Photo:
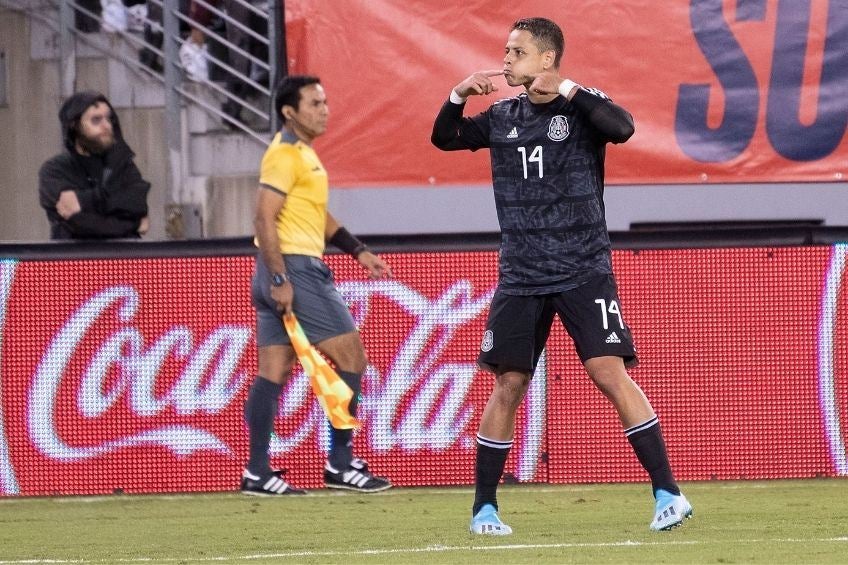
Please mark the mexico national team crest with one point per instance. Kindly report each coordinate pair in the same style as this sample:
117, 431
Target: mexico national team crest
558, 130
488, 341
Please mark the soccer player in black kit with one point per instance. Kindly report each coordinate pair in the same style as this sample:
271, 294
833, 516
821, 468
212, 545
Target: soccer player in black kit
547, 148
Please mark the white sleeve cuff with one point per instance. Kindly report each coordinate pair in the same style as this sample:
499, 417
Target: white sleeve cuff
567, 86
456, 98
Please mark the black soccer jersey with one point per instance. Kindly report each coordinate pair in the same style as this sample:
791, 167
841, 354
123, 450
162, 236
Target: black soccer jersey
548, 179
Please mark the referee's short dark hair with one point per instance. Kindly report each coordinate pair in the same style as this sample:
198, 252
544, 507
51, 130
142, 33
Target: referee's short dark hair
546, 34
288, 91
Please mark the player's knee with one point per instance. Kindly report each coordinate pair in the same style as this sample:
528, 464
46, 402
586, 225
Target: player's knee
510, 392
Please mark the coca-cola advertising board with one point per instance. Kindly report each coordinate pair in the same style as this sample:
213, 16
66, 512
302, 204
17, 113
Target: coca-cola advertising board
130, 375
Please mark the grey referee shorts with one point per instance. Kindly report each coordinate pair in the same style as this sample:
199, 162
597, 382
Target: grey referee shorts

= = = = =

Problem details —
Could you write out all of the rows above again with "soccer" changed to "football" and nothing else altered? Leave the pictures out.

Full answer —
Photo:
Please mark the mexico national team crest with one point per instance. Kindly report each coordinate pair in the same style as this sample:
117, 431
Target: mexico national team crest
558, 130
488, 341
Please mark the football player in black kit with one point per instance. Kindly report each coordinate pair in the same style as this sample:
271, 294
833, 516
821, 468
212, 545
Target: football player in black kit
547, 148
Please mark the white sleeve cuff with one point per instance. Kindly report each coordinate pair in the same style as this sample:
499, 417
Target: white sleeve cuff
567, 86
456, 98
Please mark the black football jersey with one point per instance. Kindly report each coordinate pair in the same style as this sample:
791, 167
841, 354
123, 450
162, 236
Target: black football jersey
548, 179
Please mark the referee's short dark hair with one point per instance. Kindly report each coordinate pair in the same style as this sample:
198, 252
544, 507
51, 130
142, 33
Target: referee's short dark hair
546, 34
288, 91
Please mark the player's knee with one point per instance. Kindly report each coordinate pair in the same style as this sample:
528, 464
46, 402
586, 225
Target: player's knee
510, 392
Please mark the coca-cola advertising board with one point per instance. Kindly report each coordinate pair in the same style as this sample:
213, 16
66, 512
302, 204
17, 113
Target: coca-cola advertising board
130, 375
Please mark the grey referee shorts with one point per instance. Kindly report each coordinate pair in the same style as this sample:
199, 162
597, 382
Target: grey referee shorts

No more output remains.